**THE INPUT**
Content starts

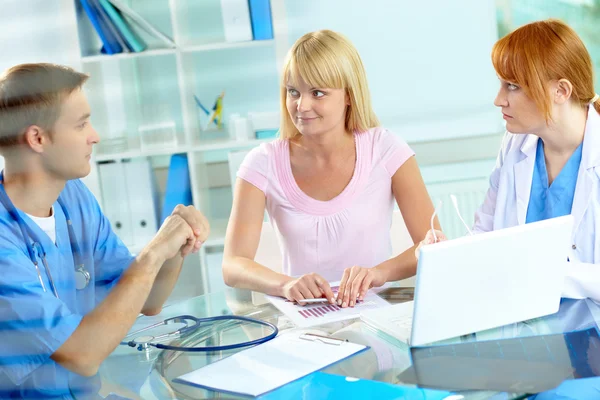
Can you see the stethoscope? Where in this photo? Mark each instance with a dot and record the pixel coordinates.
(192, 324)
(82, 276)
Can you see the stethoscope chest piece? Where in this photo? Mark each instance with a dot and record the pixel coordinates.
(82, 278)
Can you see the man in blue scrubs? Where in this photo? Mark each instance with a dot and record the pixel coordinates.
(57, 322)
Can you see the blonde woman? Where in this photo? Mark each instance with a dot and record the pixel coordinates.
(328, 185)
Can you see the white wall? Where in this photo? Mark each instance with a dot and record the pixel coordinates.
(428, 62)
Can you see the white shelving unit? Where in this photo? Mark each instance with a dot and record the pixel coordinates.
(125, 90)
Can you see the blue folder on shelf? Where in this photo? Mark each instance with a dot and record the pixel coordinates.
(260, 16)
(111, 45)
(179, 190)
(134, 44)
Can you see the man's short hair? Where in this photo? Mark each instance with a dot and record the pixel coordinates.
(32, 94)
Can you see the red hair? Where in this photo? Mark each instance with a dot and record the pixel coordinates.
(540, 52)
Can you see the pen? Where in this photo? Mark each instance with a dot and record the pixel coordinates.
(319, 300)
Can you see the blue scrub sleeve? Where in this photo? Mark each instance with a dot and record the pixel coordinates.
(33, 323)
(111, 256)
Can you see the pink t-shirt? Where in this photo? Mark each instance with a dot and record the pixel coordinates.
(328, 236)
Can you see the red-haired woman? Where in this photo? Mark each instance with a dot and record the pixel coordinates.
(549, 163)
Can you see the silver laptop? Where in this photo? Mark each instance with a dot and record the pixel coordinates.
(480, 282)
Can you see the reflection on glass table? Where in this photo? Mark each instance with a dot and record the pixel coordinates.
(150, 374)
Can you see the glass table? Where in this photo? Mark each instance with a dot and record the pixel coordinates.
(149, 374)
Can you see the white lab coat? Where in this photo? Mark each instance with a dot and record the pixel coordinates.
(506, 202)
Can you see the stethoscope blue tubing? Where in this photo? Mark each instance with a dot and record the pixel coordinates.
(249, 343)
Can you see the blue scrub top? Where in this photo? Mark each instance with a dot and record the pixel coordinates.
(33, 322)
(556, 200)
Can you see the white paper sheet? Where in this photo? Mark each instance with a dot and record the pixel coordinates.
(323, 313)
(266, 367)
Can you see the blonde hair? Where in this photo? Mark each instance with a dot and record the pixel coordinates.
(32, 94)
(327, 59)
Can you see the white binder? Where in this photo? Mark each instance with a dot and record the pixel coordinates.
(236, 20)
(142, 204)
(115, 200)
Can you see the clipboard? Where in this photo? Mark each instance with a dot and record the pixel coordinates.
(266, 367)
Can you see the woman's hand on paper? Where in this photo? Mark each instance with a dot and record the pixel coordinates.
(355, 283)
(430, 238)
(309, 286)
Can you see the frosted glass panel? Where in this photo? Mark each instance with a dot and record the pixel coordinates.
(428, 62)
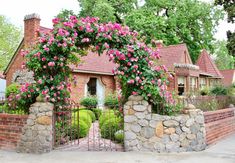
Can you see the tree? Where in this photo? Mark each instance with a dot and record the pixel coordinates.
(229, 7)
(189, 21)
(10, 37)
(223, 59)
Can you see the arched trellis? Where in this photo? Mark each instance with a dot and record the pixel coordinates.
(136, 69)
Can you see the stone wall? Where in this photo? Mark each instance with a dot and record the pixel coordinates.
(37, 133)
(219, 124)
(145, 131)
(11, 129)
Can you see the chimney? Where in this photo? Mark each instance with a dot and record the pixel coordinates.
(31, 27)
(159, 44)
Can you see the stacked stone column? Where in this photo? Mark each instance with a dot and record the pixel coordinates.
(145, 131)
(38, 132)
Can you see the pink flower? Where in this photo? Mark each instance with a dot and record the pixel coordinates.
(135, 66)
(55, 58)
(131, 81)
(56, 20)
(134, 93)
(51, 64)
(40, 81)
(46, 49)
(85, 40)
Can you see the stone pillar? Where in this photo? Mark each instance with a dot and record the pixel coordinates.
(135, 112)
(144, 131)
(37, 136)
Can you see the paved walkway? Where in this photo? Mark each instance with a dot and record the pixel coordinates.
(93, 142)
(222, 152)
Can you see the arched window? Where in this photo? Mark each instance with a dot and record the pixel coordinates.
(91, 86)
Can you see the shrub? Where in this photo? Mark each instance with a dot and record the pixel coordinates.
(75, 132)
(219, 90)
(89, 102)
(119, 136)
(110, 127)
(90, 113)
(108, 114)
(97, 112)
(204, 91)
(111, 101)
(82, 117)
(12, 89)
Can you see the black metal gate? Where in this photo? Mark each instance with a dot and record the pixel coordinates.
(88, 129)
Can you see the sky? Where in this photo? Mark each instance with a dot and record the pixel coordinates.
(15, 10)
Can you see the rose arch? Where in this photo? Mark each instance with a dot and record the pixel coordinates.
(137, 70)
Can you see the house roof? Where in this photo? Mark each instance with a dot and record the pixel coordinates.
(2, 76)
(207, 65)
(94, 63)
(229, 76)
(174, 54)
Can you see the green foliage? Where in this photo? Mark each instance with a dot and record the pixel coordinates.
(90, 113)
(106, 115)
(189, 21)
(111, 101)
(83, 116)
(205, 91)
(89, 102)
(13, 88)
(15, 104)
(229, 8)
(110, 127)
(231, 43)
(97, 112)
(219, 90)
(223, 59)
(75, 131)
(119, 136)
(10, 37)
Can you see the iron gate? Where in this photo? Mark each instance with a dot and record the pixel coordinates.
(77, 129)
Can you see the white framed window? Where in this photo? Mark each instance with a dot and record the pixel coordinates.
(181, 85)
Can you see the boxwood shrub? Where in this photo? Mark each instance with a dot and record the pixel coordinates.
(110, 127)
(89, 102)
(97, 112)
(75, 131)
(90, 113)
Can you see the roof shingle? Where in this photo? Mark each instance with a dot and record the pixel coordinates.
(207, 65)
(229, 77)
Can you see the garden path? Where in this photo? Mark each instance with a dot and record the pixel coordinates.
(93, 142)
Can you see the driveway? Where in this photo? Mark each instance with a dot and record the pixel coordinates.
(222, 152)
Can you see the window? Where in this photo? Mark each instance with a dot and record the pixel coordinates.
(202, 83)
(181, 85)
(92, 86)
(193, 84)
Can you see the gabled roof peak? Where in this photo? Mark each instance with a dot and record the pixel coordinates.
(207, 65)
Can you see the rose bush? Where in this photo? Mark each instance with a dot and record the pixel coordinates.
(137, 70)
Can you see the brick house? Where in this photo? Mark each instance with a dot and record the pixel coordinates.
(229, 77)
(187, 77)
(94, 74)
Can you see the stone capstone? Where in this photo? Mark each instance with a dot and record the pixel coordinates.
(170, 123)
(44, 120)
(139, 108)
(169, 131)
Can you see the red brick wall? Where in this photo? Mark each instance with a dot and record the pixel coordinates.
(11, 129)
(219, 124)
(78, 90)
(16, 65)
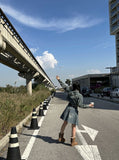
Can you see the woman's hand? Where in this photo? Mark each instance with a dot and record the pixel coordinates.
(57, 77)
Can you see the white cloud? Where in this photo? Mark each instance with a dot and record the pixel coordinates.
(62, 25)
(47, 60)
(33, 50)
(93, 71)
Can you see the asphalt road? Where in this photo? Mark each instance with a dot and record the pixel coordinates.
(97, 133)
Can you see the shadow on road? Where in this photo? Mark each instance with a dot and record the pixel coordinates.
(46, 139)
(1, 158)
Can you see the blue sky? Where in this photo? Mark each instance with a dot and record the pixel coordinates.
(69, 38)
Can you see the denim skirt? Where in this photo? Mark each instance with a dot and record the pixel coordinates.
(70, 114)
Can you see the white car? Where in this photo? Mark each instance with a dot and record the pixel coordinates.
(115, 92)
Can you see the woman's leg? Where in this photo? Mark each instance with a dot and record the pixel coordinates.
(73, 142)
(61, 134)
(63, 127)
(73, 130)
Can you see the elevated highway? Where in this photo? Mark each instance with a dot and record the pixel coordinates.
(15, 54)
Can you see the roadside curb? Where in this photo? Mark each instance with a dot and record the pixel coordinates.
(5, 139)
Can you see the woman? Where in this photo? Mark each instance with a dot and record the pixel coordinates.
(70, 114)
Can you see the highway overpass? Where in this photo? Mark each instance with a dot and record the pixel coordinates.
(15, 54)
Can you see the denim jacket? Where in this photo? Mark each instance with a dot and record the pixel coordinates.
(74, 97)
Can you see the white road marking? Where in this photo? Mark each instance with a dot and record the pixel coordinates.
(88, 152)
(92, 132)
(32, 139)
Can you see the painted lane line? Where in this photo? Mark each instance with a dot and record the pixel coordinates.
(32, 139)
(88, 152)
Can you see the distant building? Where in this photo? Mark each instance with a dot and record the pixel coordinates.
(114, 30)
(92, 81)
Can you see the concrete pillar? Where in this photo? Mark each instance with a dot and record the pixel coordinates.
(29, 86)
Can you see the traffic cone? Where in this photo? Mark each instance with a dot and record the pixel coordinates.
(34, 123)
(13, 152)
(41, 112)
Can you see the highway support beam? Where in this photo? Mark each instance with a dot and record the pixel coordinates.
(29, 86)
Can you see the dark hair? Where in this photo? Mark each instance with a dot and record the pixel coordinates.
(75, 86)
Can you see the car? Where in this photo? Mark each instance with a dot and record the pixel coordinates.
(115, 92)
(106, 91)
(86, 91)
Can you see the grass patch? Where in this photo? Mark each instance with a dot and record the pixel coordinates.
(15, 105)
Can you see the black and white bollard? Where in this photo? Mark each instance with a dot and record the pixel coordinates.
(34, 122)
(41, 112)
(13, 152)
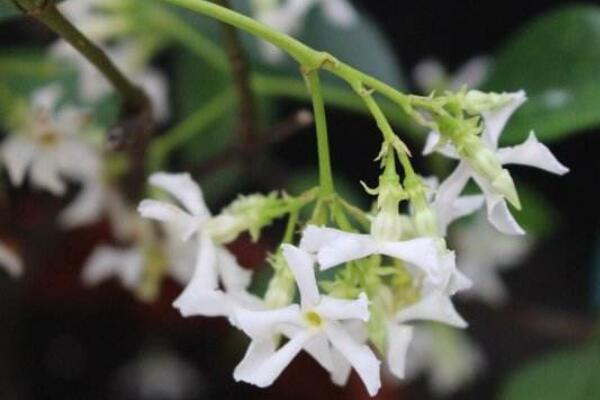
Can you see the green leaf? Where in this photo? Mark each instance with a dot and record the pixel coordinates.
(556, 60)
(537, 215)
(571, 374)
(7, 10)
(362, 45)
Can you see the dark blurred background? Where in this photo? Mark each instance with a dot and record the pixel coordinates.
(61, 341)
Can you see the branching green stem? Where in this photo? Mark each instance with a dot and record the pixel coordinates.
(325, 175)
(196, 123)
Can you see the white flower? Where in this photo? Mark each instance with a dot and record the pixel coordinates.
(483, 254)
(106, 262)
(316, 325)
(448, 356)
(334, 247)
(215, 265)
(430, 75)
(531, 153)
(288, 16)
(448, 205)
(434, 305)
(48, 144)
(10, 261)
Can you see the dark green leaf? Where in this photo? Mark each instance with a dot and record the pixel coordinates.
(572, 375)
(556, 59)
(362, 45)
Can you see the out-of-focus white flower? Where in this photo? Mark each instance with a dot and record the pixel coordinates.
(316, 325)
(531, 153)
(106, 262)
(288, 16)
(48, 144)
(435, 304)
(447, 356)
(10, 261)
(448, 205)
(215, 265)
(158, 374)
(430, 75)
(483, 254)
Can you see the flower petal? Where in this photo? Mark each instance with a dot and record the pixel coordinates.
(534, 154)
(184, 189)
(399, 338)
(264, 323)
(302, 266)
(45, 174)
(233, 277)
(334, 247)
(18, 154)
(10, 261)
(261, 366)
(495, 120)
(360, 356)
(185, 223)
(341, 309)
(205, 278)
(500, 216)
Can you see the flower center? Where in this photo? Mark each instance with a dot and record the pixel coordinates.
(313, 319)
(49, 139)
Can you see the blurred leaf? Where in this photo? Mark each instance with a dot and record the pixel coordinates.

Content ends

**PROBLEM DESCRIPTION**
Every line from the one with "Can you see the flower center?" through the last line of the records above should be returned exactly, please, and no others.

**SOLUTION TO THIS PROBLEM**
Can you see the flower center? Where in this photo? Mark each instance with a dot and record the pixel coordinates.
(313, 319)
(49, 139)
Can you see the blurred leaf? Where in this photo? Mark each instance with a dot and record the pixel coordinates.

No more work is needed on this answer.